THE DATA:
● ● ● ● ● ● ●
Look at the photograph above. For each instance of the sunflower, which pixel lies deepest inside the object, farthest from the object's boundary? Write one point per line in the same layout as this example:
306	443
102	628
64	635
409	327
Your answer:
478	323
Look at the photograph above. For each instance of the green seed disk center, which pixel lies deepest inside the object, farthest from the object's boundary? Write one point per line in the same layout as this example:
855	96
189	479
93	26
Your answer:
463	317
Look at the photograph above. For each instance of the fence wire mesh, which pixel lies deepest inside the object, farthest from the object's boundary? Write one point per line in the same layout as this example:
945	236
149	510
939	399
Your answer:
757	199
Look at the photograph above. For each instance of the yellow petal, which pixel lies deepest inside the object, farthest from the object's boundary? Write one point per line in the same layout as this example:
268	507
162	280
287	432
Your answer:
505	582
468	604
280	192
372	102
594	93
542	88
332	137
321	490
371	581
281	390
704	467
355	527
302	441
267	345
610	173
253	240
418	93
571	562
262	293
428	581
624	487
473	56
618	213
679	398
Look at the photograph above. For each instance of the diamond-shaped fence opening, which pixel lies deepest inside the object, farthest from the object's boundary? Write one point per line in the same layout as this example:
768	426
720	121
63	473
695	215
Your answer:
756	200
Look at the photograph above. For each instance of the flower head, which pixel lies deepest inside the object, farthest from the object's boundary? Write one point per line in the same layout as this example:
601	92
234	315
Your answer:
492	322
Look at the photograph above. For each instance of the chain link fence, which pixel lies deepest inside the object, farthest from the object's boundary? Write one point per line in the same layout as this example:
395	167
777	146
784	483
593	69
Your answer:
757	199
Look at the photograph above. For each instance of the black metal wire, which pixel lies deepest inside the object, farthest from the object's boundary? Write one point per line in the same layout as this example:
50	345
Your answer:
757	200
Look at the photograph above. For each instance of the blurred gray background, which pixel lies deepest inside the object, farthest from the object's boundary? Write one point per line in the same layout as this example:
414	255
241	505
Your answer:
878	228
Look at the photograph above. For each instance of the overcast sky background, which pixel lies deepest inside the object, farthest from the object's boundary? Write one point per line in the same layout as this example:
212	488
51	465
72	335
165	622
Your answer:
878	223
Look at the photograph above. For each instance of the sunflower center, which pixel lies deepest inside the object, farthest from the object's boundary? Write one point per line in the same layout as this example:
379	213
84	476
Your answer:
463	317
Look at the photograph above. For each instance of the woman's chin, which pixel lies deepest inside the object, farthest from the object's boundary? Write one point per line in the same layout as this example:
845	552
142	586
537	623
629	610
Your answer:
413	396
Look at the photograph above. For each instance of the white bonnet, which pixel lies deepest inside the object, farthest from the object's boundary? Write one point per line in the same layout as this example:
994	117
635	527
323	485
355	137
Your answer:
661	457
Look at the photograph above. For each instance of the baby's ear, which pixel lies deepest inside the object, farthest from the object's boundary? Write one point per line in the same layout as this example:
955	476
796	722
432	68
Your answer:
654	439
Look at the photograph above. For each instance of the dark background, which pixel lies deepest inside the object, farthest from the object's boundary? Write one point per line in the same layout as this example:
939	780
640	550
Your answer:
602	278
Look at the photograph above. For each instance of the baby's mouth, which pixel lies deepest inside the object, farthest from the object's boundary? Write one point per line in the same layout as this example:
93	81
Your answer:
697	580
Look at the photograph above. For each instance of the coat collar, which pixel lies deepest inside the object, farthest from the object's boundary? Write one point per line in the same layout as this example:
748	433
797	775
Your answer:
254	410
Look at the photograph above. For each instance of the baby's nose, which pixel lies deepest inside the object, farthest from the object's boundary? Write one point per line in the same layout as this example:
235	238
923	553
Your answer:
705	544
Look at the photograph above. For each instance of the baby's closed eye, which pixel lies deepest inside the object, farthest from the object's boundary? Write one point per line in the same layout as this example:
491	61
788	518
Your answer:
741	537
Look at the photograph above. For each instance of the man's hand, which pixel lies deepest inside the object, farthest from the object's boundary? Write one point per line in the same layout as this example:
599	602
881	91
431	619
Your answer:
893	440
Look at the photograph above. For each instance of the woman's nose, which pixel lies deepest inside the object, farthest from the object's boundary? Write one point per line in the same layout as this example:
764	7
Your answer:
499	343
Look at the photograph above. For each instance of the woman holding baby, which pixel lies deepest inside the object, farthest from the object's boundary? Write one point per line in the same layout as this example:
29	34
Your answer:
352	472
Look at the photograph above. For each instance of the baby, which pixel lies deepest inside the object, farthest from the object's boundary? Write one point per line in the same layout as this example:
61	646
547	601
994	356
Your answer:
● ● ● ● ● ● ●
DESCRIPTION OF THE TASK: Restating the data word for word is the whole task.

RESPONSE AREA:
Look at the photograph above. For each instance of the sunflower, which pixel lies deepest inside the object, farthest from the object's boundary? Write one point per line in the same layout as this example:
306	443
102	628
64	635
409	327
Your answer:
478	323
Look at the photograph above. For each instance of the green seed disk center, which pixel lies deepest inside the object, farthest from the object's boundary? Write one point per line in the same layout as this example:
855	96
189	479
93	26
Your answer:
463	317
Look at the photograph above. For each instance of the fence wire mesh, which pixel lies deepest inside the object, farthest from the object's boundary? Write one point per line in the same layout as this example:
945	236
149	510
939	399
Your answer:
757	199
Look at the photograph above. For each instance of the yellow petal, which pixel lies deepest inside the object, farthest from the object's boundary? Write one point per line in the same layout as this example:
268	507
162	280
287	432
Your answer:
505	582
468	604
280	192
372	102
594	93
542	88
332	137
321	490
371	581
281	390
704	467
355	527
302	441
267	345
610	173
253	240
418	93
571	562
262	293
428	581
624	487
473	56
618	213
679	398
Look at the photograph above. For each instance of the diamond-shaped fence opening, which pixel lies deepest inside the object, farthest from the object's boundary? Write one point per line in the same layout as this example:
768	426
720	121
63	473
695	215
Your answer:
756	200
Look at the photograph above. For each instance of the flower head, which pixel lies deepest inside the object, farthest from the object's boundary? Write one point per line in the same layout as this example:
601	92
234	315
Your answer:
492	322
Look at the photograph above. For each instance of the chain link fence, which pixel lies deepest inside the object, farthest from the object's boundary? Write one point per line in the same layout as this example:
395	167
777	146
784	483
593	69
Your answer:
757	199
Look at the photograph above. For each instance of the black metal wire, which pixel lies deepest inside the object, farthest from the object's boundary? Write one point per line in the same layout as this example:
50	345
Your answer:
757	200
Look at the photograph above. For each instance of the blurred gray background, which pixel lies deepest inside the object, farthest from the object's boundary? Write one point per line in the same layout as this example:
414	255
241	505
Your answer:
878	228
Look at the photograph above. For each instance of the overcast sky background, which pixel lies deepest inside the object, farthest from the object's boundary? Write one point per line in the same layout as this example:
212	488
51	465
72	335
165	622
Your answer:
878	223
Look at the photograph above. For each instance of the sunflower center, which pixel lies deepest inside the object, farthest from the object's boundary? Write one point per line in the same layout as this example:
379	213
84	476
Your answer:
463	317
Look at the photograph above. For each instance of the woman's chin, which pixel lies deepest inside the object, farthest from the object's boundary? Write one point per line in the same layout as this example:
845	552
142	586
537	623
629	610
Your answer:
413	396
Look at the photograph above. For each instance of the white bonnet, which pixel lies deepest inside the object, farthest from the object's boundary? Write one point per line in the same layout as this example:
994	117
635	527
323	485
355	137
Your answer:
661	457
Look at the photograph above. For each instance of the baby's ear, which pixel lies deepest inside the object, farthest from the object's boundary? Write one point per line in the same layout as this example:
955	476
796	722
432	68
Your answer:
654	439
Look at the photograph above. For each instance of the dark background, which pixel lies deepest inside the object, farthest from the object's boundary? Write one point per line in the same layout as this example:
939	780
640	550
Your answer:
602	278
Look at the photograph above. For each instance of the baby's mouth, which pixel lies deepest inside the object, farthest from the object's boundary? Write one point per line in the same layout as this example:
93	81
Your answer:
697	580
Look at the photograph above. For each instance of the coat collar, which pixel lies deepest inside the object, farthest from the object's boundary? Write one point per line in the same layout as this example:
748	433
797	775
Your answer:
254	410
Look at the photograph above. For each instance of the baby's nose, which pixel lies deepest inside the object, farthest from the object's boundary? Write one point per line in the same layout as this example:
235	238
923	553
Your answer:
705	544
Look at the photograph above. For each instance of the baby's closed eye, which pixel lies deepest inside the object, farthest from the object's boundary? Write one point per line in the same layout as this example:
491	61
788	518
Your answer:
741	537
Look at the photograph above. For each instance of the man's hand, which pixel lies deepest inside the object, farthest from the object's boundary? Write one point per line in the same layout as this example:
599	602
881	91
431	619
Your answer:
893	440
Look at the photograph above. For each instance of the woman's nose, which pixel lies deepest inside the object, farthest from the object's boundary? Write one point per line in the same layout as this example:
764	7
Your answer:
499	343
Look at the photograph above. For each instance of the woman holding baby, which pixel lies deepest inside the object, farthest from the object's boundary? Write one point per line in the same layout as this example:
29	34
Your answer:
352	472
Look at the photograph above. For each instance of the baby, which pixel lies deepest inside the object, farthest from the object's boundary? Write one point per line in the same layout as this example:
61	646
547	601
994	356
Your answer:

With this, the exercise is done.